# [EXERCISE]
Without including the pictures, copy out every line below.

Saved entries
+ + + + +

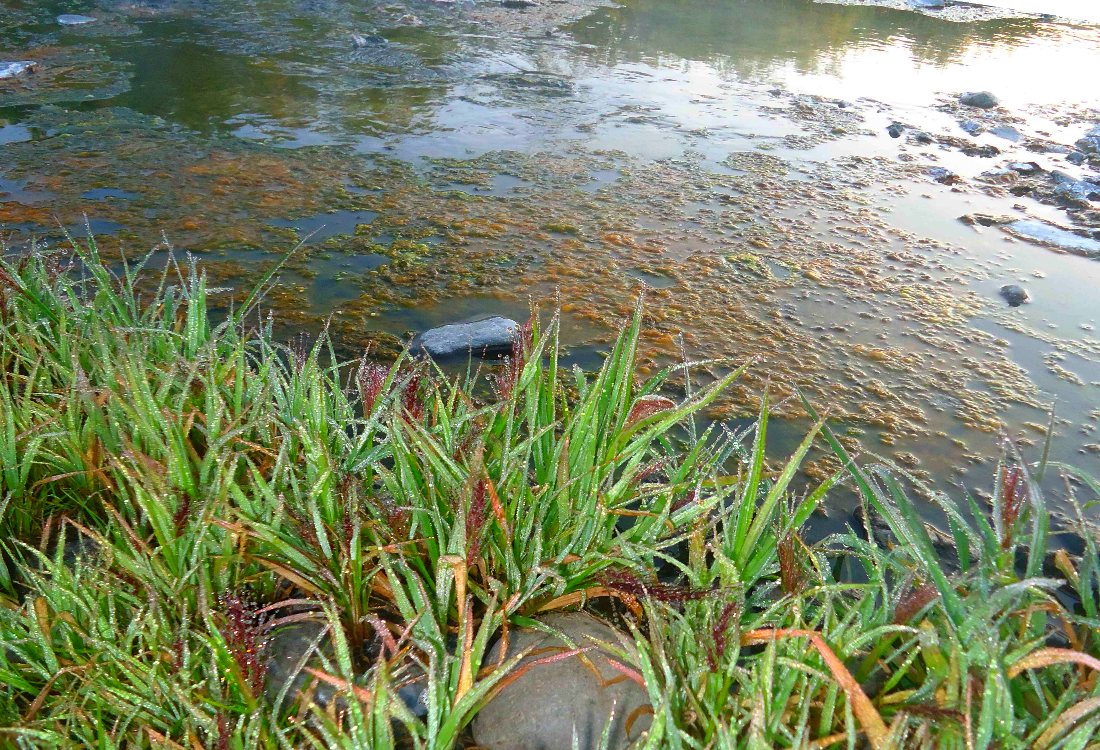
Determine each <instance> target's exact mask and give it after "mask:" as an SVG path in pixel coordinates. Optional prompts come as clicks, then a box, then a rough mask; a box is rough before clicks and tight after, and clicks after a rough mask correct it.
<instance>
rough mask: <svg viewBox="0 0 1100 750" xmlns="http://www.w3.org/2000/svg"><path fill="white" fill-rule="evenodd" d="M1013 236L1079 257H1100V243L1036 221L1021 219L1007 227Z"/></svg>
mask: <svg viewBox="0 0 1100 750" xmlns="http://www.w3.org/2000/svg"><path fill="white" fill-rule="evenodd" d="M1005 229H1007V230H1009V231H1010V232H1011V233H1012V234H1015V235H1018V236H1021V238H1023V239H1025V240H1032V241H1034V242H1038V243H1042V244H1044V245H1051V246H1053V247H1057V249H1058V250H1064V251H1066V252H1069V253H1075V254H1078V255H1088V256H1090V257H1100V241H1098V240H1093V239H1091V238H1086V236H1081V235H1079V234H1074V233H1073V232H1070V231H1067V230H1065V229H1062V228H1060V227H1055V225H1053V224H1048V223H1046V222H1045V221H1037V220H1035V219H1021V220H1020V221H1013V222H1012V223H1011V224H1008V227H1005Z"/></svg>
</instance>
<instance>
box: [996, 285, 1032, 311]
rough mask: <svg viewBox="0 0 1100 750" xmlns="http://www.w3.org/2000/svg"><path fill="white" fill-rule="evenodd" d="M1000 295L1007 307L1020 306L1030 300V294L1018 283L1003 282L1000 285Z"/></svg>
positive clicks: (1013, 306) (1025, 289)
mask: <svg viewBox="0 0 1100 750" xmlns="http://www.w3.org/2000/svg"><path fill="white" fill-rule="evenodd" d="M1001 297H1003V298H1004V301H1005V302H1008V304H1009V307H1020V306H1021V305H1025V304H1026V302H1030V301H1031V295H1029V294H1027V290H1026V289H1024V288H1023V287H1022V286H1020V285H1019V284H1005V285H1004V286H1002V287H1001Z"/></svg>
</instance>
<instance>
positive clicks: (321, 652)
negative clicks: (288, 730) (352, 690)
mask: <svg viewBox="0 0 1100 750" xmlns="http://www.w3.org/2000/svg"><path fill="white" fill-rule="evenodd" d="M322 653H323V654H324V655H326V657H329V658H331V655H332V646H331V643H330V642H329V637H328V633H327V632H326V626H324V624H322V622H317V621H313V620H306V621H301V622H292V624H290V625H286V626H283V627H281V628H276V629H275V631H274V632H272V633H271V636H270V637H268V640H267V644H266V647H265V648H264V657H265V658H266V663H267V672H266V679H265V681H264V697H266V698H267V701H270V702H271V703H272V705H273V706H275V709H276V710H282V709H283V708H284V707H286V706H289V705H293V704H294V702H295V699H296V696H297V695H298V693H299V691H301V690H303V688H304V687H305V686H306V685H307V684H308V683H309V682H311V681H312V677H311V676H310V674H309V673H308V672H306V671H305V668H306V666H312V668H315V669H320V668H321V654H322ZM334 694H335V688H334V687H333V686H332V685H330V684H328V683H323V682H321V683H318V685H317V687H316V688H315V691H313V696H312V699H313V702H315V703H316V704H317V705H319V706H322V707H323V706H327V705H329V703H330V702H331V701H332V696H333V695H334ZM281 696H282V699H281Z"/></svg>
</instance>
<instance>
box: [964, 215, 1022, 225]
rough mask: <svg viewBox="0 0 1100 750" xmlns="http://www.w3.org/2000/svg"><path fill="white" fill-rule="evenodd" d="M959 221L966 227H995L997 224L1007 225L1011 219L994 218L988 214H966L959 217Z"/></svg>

+ + + + +

# [RESPONSE TO THIS TASK]
Determine each <instance> target's exact mask and give it after "mask:" as an SVG path in pixel coordinates. Optional prompts come as clicks, then a box, then a rough mask; a box is rough before clicks and tight after, and clicks after a rough mask correct it.
<instance>
rough mask: <svg viewBox="0 0 1100 750" xmlns="http://www.w3.org/2000/svg"><path fill="white" fill-rule="evenodd" d="M1013 236L1079 257H1100V243L1036 221L1021 219L1007 227Z"/></svg>
mask: <svg viewBox="0 0 1100 750" xmlns="http://www.w3.org/2000/svg"><path fill="white" fill-rule="evenodd" d="M1005 229H1007V230H1009V231H1010V232H1011V233H1012V234H1015V235H1018V236H1021V238H1023V239H1025V240H1032V241H1034V242H1038V243H1042V244H1044V245H1051V246H1053V247H1057V249H1058V250H1064V251H1066V252H1069V253H1075V254H1078V255H1088V256H1090V257H1100V241H1098V240H1093V239H1091V238H1086V236H1081V235H1079V234H1074V233H1073V232H1070V231H1067V230H1065V229H1062V228H1060V227H1055V225H1053V224H1048V223H1046V222H1045V221H1037V220H1035V219H1021V220H1020V221H1013V222H1012V223H1011V224H1008V227H1005Z"/></svg>
</instance>
<instance>
box: [996, 285, 1032, 311]
rough mask: <svg viewBox="0 0 1100 750" xmlns="http://www.w3.org/2000/svg"><path fill="white" fill-rule="evenodd" d="M1000 295L1007 307L1020 306L1030 300V294L1018 283L1003 282L1000 285Z"/></svg>
positive clicks: (1013, 306) (1025, 289)
mask: <svg viewBox="0 0 1100 750" xmlns="http://www.w3.org/2000/svg"><path fill="white" fill-rule="evenodd" d="M1001 297H1003V298H1004V301H1005V302H1008V304H1009V307H1020V306H1021V305H1025V304H1026V302H1030V301H1031V295H1029V294H1027V290H1026V289H1024V288H1023V287H1022V286H1020V285H1019V284H1005V285H1004V286H1002V287H1001Z"/></svg>
</instance>
<instance>
positive clicks: (321, 652)
negative clicks: (288, 730) (352, 690)
mask: <svg viewBox="0 0 1100 750" xmlns="http://www.w3.org/2000/svg"><path fill="white" fill-rule="evenodd" d="M322 653H323V654H324V655H326V657H329V658H331V655H332V646H331V643H330V642H329V637H328V633H327V632H326V626H324V624H322V622H317V621H313V620H306V621H301V622H292V624H290V625H286V626H283V627H281V628H276V629H275V631H274V632H272V633H271V636H270V637H268V640H267V644H266V647H265V648H264V657H265V658H266V663H267V672H266V679H265V681H264V697H266V698H267V701H270V702H271V703H272V705H273V706H275V709H276V710H282V709H283V708H284V707H286V706H289V705H293V704H294V702H295V699H296V696H297V695H298V693H299V691H301V690H303V688H304V687H305V686H306V685H307V684H308V683H309V682H311V681H312V677H311V676H310V674H309V673H308V672H306V671H305V668H306V666H312V668H315V669H320V668H321V654H322ZM334 694H335V688H334V687H333V686H332V685H330V684H328V683H323V682H321V683H318V685H317V687H316V688H315V691H313V696H312V699H313V702H315V703H316V704H317V705H319V706H322V707H323V706H327V705H329V703H330V702H331V701H332V696H333V695H334ZM281 696H282V699H281Z"/></svg>
</instance>
<instance>
box: [964, 215, 1022, 225]
rough mask: <svg viewBox="0 0 1100 750" xmlns="http://www.w3.org/2000/svg"><path fill="white" fill-rule="evenodd" d="M959 221L966 227H995L997 224L1007 225L1011 219L994 218L988 214H966L959 217Z"/></svg>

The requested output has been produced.